Referring expression pointing data:
==============================
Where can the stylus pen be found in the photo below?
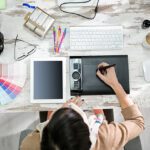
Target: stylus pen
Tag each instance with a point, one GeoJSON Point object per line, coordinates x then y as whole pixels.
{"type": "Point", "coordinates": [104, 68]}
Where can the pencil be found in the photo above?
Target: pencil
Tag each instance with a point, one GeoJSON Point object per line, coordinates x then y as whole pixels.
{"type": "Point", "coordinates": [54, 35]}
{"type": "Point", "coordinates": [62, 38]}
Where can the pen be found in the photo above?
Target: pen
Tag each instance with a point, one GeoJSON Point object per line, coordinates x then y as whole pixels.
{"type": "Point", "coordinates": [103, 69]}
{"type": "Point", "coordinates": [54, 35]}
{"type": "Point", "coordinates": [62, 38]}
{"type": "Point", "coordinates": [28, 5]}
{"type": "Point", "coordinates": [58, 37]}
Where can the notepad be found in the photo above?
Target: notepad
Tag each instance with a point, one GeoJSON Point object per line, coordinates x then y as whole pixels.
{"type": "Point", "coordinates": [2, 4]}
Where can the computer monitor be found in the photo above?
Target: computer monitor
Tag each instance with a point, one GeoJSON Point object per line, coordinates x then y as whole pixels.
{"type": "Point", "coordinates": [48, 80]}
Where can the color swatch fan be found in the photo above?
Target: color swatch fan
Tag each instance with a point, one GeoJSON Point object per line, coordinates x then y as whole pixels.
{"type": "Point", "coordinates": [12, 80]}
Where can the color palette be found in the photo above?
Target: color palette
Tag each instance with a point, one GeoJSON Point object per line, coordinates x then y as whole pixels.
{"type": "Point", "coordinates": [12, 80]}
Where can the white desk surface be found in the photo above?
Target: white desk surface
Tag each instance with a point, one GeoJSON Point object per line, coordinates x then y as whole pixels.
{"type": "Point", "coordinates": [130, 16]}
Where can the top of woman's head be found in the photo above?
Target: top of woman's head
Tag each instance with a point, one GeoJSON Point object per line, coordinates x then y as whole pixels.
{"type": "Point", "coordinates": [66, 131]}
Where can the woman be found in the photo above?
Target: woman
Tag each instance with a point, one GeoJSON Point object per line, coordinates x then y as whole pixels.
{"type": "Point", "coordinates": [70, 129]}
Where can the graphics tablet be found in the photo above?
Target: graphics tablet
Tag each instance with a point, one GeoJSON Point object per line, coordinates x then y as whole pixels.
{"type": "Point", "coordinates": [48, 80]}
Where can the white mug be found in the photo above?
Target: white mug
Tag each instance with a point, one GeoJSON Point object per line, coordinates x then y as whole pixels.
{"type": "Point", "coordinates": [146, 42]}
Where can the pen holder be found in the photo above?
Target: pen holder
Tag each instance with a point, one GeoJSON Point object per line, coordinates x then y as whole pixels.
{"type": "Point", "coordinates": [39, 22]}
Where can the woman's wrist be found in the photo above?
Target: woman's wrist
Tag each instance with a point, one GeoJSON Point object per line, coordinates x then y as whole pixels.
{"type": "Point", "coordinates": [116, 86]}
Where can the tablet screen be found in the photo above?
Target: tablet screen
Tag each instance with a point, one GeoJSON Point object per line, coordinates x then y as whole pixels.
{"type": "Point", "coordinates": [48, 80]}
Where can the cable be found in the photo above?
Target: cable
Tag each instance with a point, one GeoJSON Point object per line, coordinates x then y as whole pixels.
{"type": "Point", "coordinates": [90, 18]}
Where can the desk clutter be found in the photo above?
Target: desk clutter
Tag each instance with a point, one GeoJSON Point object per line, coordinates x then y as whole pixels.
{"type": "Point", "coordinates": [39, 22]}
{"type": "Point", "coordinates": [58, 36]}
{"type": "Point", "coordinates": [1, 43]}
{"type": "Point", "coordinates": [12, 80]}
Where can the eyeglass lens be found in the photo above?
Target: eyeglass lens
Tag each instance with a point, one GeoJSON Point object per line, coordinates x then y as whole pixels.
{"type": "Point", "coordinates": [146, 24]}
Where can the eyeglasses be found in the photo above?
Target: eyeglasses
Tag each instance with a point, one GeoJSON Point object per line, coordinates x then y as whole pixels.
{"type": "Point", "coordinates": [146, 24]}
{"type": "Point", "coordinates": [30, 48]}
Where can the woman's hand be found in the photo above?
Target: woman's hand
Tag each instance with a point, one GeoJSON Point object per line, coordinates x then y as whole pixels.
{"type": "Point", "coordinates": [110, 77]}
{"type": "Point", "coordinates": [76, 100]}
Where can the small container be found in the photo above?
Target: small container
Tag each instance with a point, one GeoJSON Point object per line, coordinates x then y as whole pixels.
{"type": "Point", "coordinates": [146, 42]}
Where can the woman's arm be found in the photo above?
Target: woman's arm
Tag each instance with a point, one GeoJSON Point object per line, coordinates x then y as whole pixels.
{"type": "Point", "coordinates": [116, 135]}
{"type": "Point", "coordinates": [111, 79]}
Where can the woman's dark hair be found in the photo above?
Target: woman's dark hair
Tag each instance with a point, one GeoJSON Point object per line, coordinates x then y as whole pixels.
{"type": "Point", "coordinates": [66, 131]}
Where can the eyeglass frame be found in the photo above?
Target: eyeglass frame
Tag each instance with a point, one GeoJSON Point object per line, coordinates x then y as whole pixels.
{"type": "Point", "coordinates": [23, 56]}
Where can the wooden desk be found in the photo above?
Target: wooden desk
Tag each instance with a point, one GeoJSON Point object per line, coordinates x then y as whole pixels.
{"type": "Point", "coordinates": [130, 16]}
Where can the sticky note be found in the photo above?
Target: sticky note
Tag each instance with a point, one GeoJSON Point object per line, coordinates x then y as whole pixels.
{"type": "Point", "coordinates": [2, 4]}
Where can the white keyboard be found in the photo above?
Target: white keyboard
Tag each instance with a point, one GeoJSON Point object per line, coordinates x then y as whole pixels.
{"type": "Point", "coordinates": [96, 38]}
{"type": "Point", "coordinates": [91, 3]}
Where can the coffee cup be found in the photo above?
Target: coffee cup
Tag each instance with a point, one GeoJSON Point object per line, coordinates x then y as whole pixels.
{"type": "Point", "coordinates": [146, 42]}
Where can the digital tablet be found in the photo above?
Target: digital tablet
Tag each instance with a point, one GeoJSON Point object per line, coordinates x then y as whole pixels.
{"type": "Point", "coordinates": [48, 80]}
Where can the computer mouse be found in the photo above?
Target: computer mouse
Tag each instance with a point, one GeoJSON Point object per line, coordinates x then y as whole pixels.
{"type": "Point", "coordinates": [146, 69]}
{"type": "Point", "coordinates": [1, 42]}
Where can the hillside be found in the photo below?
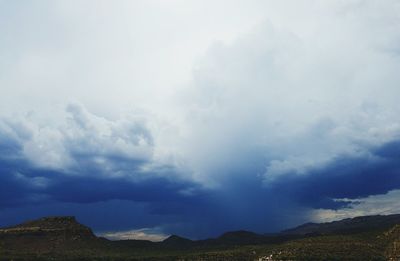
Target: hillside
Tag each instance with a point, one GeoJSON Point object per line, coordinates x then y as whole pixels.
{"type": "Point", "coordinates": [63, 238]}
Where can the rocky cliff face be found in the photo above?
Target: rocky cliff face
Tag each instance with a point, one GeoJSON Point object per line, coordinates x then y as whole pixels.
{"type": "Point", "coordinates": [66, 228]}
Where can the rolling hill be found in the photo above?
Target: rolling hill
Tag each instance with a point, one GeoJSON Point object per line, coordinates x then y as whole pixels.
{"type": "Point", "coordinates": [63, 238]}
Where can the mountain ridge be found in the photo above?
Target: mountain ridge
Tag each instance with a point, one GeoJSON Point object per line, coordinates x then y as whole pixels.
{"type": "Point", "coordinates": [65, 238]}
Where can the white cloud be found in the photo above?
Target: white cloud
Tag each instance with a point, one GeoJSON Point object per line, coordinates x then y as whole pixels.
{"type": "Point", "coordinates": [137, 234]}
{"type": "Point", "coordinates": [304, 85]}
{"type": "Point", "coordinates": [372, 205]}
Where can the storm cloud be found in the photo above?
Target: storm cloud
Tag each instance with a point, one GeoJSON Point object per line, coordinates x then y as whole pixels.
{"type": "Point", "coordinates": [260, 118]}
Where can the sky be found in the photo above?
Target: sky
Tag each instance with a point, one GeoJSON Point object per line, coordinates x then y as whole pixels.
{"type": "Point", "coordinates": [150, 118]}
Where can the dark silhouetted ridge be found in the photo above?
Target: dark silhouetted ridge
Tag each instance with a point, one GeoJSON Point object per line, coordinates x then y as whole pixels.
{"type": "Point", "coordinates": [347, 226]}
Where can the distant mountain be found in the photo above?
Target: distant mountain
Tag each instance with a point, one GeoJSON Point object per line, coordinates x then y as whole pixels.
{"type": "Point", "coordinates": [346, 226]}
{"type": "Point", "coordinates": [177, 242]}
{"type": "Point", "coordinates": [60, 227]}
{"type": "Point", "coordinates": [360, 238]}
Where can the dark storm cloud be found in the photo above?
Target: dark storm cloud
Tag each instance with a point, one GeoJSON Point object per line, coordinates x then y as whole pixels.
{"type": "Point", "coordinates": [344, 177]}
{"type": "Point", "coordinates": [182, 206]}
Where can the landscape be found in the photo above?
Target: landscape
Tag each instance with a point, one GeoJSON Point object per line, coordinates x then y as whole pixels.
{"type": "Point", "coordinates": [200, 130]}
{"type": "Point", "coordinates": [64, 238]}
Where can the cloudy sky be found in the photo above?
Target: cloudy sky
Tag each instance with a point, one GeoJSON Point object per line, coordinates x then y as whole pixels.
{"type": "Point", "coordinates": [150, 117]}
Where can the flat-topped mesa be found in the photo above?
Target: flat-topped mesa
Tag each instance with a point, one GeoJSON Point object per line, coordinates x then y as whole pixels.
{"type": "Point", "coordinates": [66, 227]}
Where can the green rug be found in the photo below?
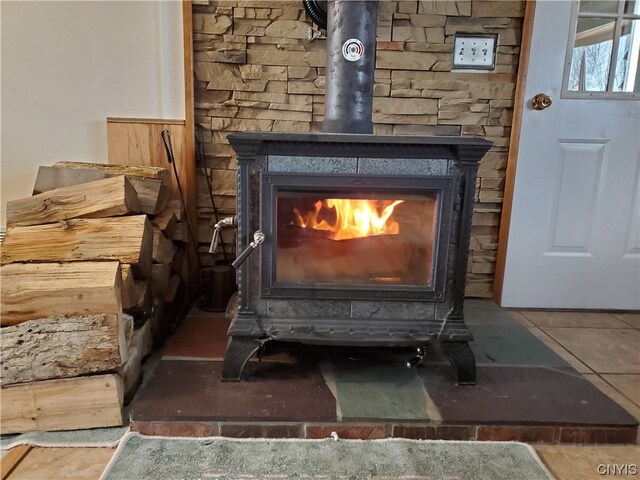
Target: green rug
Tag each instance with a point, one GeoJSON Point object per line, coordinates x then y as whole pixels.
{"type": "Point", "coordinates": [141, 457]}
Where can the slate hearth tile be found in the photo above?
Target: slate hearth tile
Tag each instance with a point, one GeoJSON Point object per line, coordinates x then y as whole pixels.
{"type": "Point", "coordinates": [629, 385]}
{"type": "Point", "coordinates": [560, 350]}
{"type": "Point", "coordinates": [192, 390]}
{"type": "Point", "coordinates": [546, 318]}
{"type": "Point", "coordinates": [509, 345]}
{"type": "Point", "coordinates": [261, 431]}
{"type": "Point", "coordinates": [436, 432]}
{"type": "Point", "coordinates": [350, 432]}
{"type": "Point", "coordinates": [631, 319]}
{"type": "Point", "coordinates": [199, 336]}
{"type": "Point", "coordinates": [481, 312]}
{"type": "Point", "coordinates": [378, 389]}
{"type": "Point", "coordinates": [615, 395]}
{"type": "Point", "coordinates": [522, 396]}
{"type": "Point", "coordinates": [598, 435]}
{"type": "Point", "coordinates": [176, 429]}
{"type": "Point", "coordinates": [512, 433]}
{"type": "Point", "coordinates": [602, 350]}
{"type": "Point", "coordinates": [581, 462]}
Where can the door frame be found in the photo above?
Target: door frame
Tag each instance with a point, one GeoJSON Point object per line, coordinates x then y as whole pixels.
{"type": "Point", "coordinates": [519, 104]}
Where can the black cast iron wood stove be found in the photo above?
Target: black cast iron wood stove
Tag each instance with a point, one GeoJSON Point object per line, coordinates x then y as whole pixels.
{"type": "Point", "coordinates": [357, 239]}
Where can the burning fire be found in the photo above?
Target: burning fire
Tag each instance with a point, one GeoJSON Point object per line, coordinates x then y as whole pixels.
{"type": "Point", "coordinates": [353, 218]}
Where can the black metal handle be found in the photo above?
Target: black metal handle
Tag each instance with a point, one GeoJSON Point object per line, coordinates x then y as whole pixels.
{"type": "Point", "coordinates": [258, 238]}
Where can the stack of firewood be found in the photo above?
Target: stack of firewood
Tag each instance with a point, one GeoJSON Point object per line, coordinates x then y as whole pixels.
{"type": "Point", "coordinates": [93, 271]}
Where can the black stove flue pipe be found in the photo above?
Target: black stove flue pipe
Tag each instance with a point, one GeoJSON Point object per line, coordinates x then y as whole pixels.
==============================
What is expected
Your copy should hold the lines from the one with "Where can the green" up to and including the one with "Target: slate hearth tile", exactly as in the data above, and no pictures.

Response to this exercise
Where can the green rug be found in the photo below?
Target: green rug
Tag each instance with a point, one GeoJSON Point object per line, coordinates x then y as whole pixels.
{"type": "Point", "coordinates": [141, 457]}
Where can the slate hearth tile be found in the photo above?
Target: slate hearth tile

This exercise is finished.